Your task:
Return the entries below exactly as written.

Given entries:
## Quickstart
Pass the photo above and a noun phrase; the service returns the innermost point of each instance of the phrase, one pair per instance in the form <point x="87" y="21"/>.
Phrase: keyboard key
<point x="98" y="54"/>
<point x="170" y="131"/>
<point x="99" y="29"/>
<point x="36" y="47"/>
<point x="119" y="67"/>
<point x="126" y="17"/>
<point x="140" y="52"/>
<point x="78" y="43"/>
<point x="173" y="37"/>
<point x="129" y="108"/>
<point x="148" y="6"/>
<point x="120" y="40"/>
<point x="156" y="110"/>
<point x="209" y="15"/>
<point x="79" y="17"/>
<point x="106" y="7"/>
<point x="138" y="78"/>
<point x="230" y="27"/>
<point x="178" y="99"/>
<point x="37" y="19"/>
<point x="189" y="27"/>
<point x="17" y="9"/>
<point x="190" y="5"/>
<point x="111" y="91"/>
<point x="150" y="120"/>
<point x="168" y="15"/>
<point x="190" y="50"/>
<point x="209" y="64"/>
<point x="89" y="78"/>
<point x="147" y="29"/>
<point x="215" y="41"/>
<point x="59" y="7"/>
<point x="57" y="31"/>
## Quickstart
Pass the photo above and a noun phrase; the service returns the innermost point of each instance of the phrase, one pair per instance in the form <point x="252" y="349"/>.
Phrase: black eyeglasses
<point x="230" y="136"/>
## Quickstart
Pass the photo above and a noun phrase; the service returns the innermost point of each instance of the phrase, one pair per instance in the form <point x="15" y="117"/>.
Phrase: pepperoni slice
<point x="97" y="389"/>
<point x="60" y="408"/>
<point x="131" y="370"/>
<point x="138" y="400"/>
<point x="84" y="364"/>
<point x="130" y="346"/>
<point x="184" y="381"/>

Written answer:
## Quickstart
Pass the photo above and a noun phrase; the service returns the innermost point of each instance of the phrase, one pair per instance in the form <point x="87" y="21"/>.
Phrase: keyboard key
<point x="98" y="54"/>
<point x="170" y="131"/>
<point x="99" y="29"/>
<point x="36" y="47"/>
<point x="119" y="67"/>
<point x="126" y="17"/>
<point x="140" y="52"/>
<point x="78" y="43"/>
<point x="173" y="37"/>
<point x="129" y="108"/>
<point x="148" y="6"/>
<point x="120" y="40"/>
<point x="156" y="110"/>
<point x="209" y="15"/>
<point x="79" y="17"/>
<point x="106" y="7"/>
<point x="138" y="78"/>
<point x="230" y="27"/>
<point x="178" y="99"/>
<point x="37" y="19"/>
<point x="189" y="27"/>
<point x="17" y="9"/>
<point x="190" y="5"/>
<point x="111" y="91"/>
<point x="150" y="120"/>
<point x="168" y="15"/>
<point x="190" y="50"/>
<point x="209" y="64"/>
<point x="89" y="78"/>
<point x="147" y="29"/>
<point x="215" y="41"/>
<point x="59" y="7"/>
<point x="57" y="31"/>
## Quickstart
Pass the photo above and a noun phrase; the service returns the innermost point of each instance of the phrase, one pair per instance in the form <point x="252" y="349"/>.
Phrase: black eyeglasses
<point x="230" y="136"/>
## Quickstart
Pass the photo above and a noun phrase; the service returns the innermost point of each instance of the phrase, one pair per instance in the form <point x="15" y="117"/>.
Phrase: pepperoni slice
<point x="97" y="389"/>
<point x="60" y="408"/>
<point x="131" y="370"/>
<point x="138" y="400"/>
<point x="84" y="364"/>
<point x="130" y="346"/>
<point x="184" y="381"/>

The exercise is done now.